# Given text
···
Well do I remember my first experience of travel in the northern region,
and the weeks of voluntary exile which formed the goal of the journey.
It was in the summer of 1870. My reason for undertaking the journey was
this: a few months of life in St. Petersburg had fully convinced me that
the Russian language is one of those things which can only be acquired
by practice, and that even a person of antediluvian longevity might
spend all his life in that city without learning to express himself
fluently in the vernacular--especially if he has the misfortune of
being able to speak English, French, and German. With his friends and
associates he speaks French or English. German serves as a medium of
communication with waiters, shop keepers, and other people of that
class. It is only with isvoshtchiki--the drivers of the little open
droshkis which fulfil the function of cabs--that he is obliged to use
the native tongue, and with them a very limited vocabulary suffices. The
ordinal numerals and four short, easily-acquired expressions--poshol
(go on), na pravo (to the right), na lyevo (to the left), and stoi
(stop)--are all that is required.
···
# What is needed
Copy the whole passage on learning Russian in St. Petersburg word for word. The material that comes next has no connection to the passage on learning Russian in St. Petersburg.

# Rows
···
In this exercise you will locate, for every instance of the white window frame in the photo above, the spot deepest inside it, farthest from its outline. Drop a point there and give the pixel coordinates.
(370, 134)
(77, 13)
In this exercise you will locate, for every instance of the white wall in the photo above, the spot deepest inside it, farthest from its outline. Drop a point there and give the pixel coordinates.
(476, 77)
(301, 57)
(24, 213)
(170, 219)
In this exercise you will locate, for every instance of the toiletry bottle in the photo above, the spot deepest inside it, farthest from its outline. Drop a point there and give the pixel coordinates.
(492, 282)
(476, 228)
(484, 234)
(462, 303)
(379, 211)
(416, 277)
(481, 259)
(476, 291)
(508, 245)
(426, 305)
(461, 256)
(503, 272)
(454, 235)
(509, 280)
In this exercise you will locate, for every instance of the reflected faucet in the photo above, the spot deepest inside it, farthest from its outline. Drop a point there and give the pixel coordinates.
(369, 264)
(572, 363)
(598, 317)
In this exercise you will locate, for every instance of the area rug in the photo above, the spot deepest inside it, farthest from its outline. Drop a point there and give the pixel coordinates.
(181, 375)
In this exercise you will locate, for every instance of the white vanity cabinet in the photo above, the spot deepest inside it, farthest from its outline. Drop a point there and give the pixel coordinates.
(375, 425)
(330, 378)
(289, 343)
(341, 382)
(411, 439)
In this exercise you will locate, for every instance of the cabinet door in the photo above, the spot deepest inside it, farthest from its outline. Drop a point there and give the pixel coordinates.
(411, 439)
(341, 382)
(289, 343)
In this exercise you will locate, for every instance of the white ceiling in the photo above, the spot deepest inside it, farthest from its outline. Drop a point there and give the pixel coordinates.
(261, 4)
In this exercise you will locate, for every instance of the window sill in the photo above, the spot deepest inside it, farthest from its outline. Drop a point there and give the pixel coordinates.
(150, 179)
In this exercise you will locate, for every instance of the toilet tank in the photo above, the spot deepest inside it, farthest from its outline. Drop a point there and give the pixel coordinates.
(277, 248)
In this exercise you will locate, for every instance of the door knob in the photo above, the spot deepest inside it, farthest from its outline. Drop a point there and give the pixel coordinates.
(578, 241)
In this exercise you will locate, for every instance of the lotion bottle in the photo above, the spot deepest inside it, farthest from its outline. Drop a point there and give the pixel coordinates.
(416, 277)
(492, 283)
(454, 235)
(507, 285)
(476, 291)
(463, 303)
···
# Answer below
Well do I remember my first experience of travel in the northern region,
and the weeks of voluntary exile which formed the goal of the journey.
It was in the summer of 1870. My reason for undertaking the journey was
this: a few months of life in St. Petersburg had fully convinced me that
the Russian language is one of those things which can only be acquired
by practice, and that even a person of antediluvian longevity might
spend all his life in that city without learning to express himself
fluently in the vernacular--especially if he has the misfortune of
being able to speak English, French, and German. With his friends and
associates he speaks French or English. German serves as a medium of
communication with waiters, shop keepers, and other people of that
class. It is only with isvoshtchiki--the drivers of the little open
droshkis which fulfil the function of cabs--that he is obliged to use
the native tongue, and with them a very limited vocabulary suffices. The
ordinal numerals and four short, easily-acquired expressions--poshol
(go on), na pravo (to the right), na lyevo (to the left), and stoi
(stop)--are all that is required.